(Point annotation dataset lines)
□ □ □

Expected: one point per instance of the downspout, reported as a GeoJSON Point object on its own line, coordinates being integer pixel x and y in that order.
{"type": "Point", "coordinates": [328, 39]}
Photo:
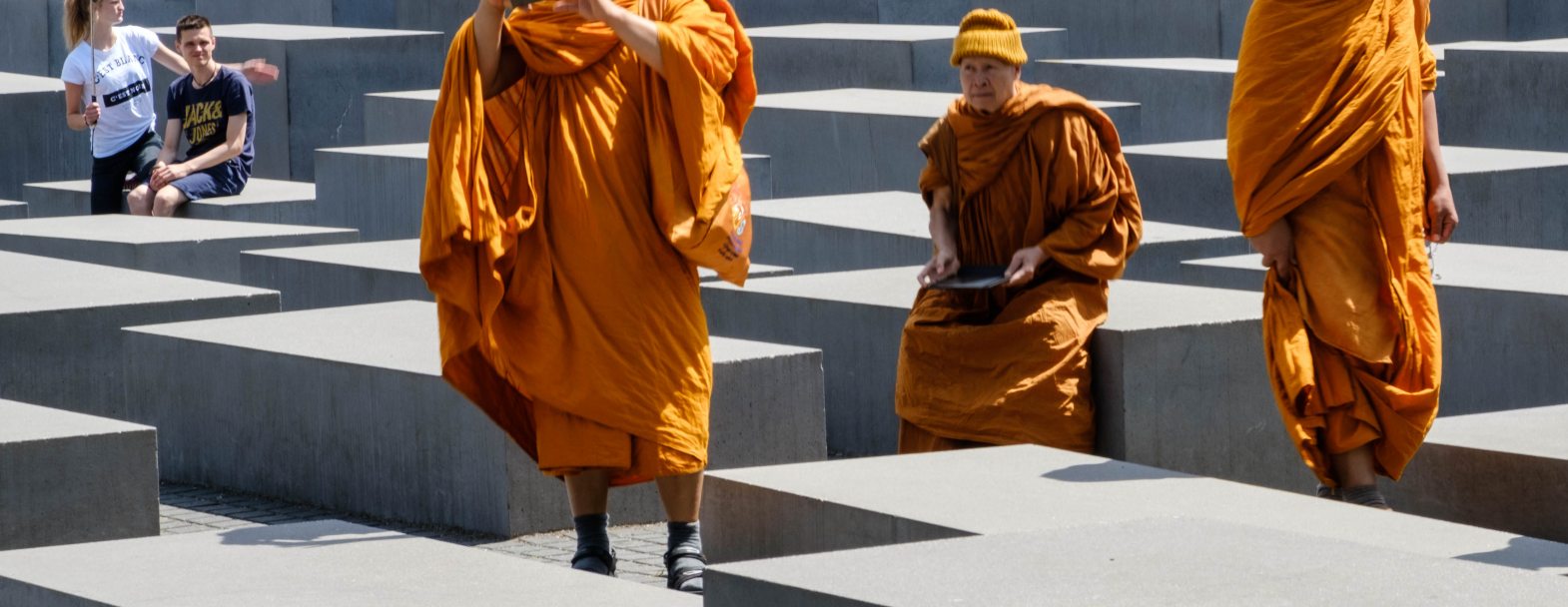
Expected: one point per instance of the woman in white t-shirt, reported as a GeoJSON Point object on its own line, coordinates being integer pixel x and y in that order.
{"type": "Point", "coordinates": [109, 88]}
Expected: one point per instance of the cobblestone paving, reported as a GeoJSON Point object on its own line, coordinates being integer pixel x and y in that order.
{"type": "Point", "coordinates": [189, 508]}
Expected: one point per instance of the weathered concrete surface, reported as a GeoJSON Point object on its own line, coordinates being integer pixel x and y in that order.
{"type": "Point", "coordinates": [62, 321]}
{"type": "Point", "coordinates": [1180, 99]}
{"type": "Point", "coordinates": [262, 201]}
{"type": "Point", "coordinates": [1502, 321]}
{"type": "Point", "coordinates": [835, 505]}
{"type": "Point", "coordinates": [306, 563]}
{"type": "Point", "coordinates": [66, 477]}
{"type": "Point", "coordinates": [361, 274]}
{"type": "Point", "coordinates": [1175, 560]}
{"type": "Point", "coordinates": [192, 249]}
{"type": "Point", "coordinates": [1505, 471]}
{"type": "Point", "coordinates": [325, 74]}
{"type": "Point", "coordinates": [313, 378]}
{"type": "Point", "coordinates": [874, 137]}
{"type": "Point", "coordinates": [36, 145]}
{"type": "Point", "coordinates": [1507, 95]}
{"type": "Point", "coordinates": [872, 55]}
{"type": "Point", "coordinates": [1513, 194]}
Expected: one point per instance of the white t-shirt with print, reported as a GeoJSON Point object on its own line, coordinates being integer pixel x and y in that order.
{"type": "Point", "coordinates": [124, 87]}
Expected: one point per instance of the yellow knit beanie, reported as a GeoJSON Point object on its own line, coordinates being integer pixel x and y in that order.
{"type": "Point", "coordinates": [987, 32]}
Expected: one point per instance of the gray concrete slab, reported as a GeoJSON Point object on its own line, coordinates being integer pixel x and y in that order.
{"type": "Point", "coordinates": [25, 40]}
{"type": "Point", "coordinates": [872, 55]}
{"type": "Point", "coordinates": [306, 563]}
{"type": "Point", "coordinates": [62, 321]}
{"type": "Point", "coordinates": [66, 477]}
{"type": "Point", "coordinates": [313, 378]}
{"type": "Point", "coordinates": [325, 74]}
{"type": "Point", "coordinates": [867, 137]}
{"type": "Point", "coordinates": [13, 211]}
{"type": "Point", "coordinates": [1512, 197]}
{"type": "Point", "coordinates": [192, 249]}
{"type": "Point", "coordinates": [1180, 99]}
{"type": "Point", "coordinates": [835, 505]}
{"type": "Point", "coordinates": [36, 145]}
{"type": "Point", "coordinates": [885, 230]}
{"type": "Point", "coordinates": [361, 274]}
{"type": "Point", "coordinates": [1505, 96]}
{"type": "Point", "coordinates": [1505, 471]}
{"type": "Point", "coordinates": [1502, 321]}
{"type": "Point", "coordinates": [1175, 560]}
{"type": "Point", "coordinates": [261, 201]}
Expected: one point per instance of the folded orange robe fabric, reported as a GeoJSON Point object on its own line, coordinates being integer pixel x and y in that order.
{"type": "Point", "coordinates": [1325, 132]}
{"type": "Point", "coordinates": [553, 212]}
{"type": "Point", "coordinates": [1010, 365]}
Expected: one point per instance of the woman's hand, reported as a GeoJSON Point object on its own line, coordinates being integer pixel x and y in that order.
{"type": "Point", "coordinates": [1443, 216]}
{"type": "Point", "coordinates": [1278, 247]}
{"type": "Point", "coordinates": [941, 266]}
{"type": "Point", "coordinates": [1026, 263]}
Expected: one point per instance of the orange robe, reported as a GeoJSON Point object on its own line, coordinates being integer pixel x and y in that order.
{"type": "Point", "coordinates": [1325, 132]}
{"type": "Point", "coordinates": [1010, 365]}
{"type": "Point", "coordinates": [553, 220]}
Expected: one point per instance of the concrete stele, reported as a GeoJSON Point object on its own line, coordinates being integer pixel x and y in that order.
{"type": "Point", "coordinates": [306, 563]}
{"type": "Point", "coordinates": [193, 249]}
{"type": "Point", "coordinates": [66, 477]}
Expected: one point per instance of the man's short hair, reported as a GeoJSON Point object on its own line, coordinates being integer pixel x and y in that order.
{"type": "Point", "coordinates": [190, 22]}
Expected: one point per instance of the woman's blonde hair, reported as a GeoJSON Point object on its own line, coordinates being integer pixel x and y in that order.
{"type": "Point", "coordinates": [79, 21]}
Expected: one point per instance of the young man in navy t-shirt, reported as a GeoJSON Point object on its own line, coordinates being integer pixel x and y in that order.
{"type": "Point", "coordinates": [214, 110]}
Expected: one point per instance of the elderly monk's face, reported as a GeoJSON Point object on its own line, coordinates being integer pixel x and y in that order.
{"type": "Point", "coordinates": [988, 84]}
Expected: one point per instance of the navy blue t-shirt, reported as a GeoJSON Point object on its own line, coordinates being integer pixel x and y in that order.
{"type": "Point", "coordinates": [204, 113]}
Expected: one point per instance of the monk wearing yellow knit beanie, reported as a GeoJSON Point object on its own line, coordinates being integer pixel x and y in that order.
{"type": "Point", "coordinates": [1032, 198]}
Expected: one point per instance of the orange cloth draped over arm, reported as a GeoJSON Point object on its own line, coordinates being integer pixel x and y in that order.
{"type": "Point", "coordinates": [1325, 132]}
{"type": "Point", "coordinates": [566, 309]}
{"type": "Point", "coordinates": [1009, 365]}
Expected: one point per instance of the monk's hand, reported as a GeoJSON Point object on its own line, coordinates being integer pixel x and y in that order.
{"type": "Point", "coordinates": [1024, 266]}
{"type": "Point", "coordinates": [941, 266]}
{"type": "Point", "coordinates": [1278, 247]}
{"type": "Point", "coordinates": [1443, 216]}
{"type": "Point", "coordinates": [590, 10]}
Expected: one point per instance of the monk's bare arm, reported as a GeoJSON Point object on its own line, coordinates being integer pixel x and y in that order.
{"type": "Point", "coordinates": [486, 33]}
{"type": "Point", "coordinates": [637, 32]}
{"type": "Point", "coordinates": [1441, 212]}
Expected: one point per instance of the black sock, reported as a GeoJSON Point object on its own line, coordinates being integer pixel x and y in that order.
{"type": "Point", "coordinates": [593, 544]}
{"type": "Point", "coordinates": [685, 538]}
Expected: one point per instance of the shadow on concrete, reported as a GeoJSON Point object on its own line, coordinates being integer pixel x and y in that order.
{"type": "Point", "coordinates": [1111, 471]}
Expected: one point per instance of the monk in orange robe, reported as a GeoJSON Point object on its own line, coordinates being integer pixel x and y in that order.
{"type": "Point", "coordinates": [1339, 183]}
{"type": "Point", "coordinates": [1028, 178]}
{"type": "Point", "coordinates": [574, 148]}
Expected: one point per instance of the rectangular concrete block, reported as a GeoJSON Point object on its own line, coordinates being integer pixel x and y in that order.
{"type": "Point", "coordinates": [1174, 560]}
{"type": "Point", "coordinates": [322, 562]}
{"type": "Point", "coordinates": [66, 477]}
{"type": "Point", "coordinates": [325, 74]}
{"type": "Point", "coordinates": [1505, 471]}
{"type": "Point", "coordinates": [1180, 99]}
{"type": "Point", "coordinates": [1505, 96]}
{"type": "Point", "coordinates": [36, 145]}
{"type": "Point", "coordinates": [1502, 321]}
{"type": "Point", "coordinates": [361, 274]}
{"type": "Point", "coordinates": [866, 140]}
{"type": "Point", "coordinates": [1512, 194]}
{"type": "Point", "coordinates": [311, 379]}
{"type": "Point", "coordinates": [261, 201]}
{"type": "Point", "coordinates": [802, 508]}
{"type": "Point", "coordinates": [192, 249]}
{"type": "Point", "coordinates": [62, 321]}
{"type": "Point", "coordinates": [872, 55]}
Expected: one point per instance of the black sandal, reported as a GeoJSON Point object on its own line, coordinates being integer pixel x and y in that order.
{"type": "Point", "coordinates": [607, 557]}
{"type": "Point", "coordinates": [689, 574]}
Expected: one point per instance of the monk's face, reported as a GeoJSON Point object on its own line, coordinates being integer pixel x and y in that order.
{"type": "Point", "coordinates": [988, 84]}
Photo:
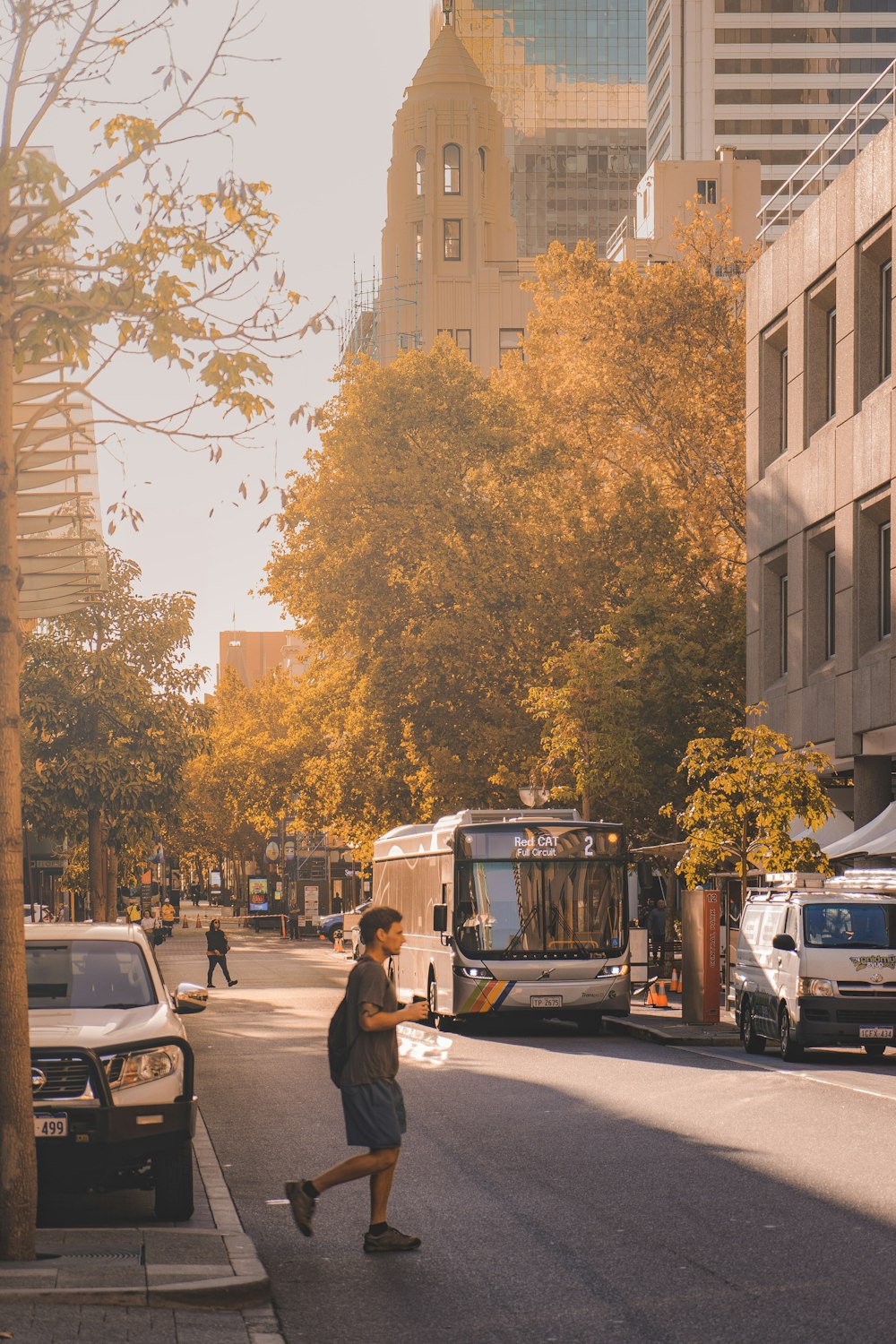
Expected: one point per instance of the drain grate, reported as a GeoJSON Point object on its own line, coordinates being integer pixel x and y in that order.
{"type": "Point", "coordinates": [129, 1257]}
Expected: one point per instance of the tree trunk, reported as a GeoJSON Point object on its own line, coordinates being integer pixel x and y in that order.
{"type": "Point", "coordinates": [96, 867]}
{"type": "Point", "coordinates": [112, 882]}
{"type": "Point", "coordinates": [18, 1160]}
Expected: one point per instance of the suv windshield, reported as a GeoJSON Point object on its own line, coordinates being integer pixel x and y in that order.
{"type": "Point", "coordinates": [88, 975]}
{"type": "Point", "coordinates": [850, 925]}
{"type": "Point", "coordinates": [527, 909]}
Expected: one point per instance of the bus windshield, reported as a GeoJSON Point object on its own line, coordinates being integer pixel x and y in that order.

□ □ □

**Exercise requirements:**
Update the lines from the one containing "Expected: one point per instance of the suv" through the last line, replacing "windshield" with "front window" and leaving everything else unchanged.

**Task response:**
Expected: one point per instance of the suv front window, reported as a GeoJSON Point object on its own line, coordinates being integer pixel x and y in that order.
{"type": "Point", "coordinates": [88, 975]}
{"type": "Point", "coordinates": [850, 925]}
{"type": "Point", "coordinates": [527, 909]}
Expected: one point per instance of the bus front window, reported as a GeoJSON Point object on its own line, coordinates being integer pixel x and y in that order.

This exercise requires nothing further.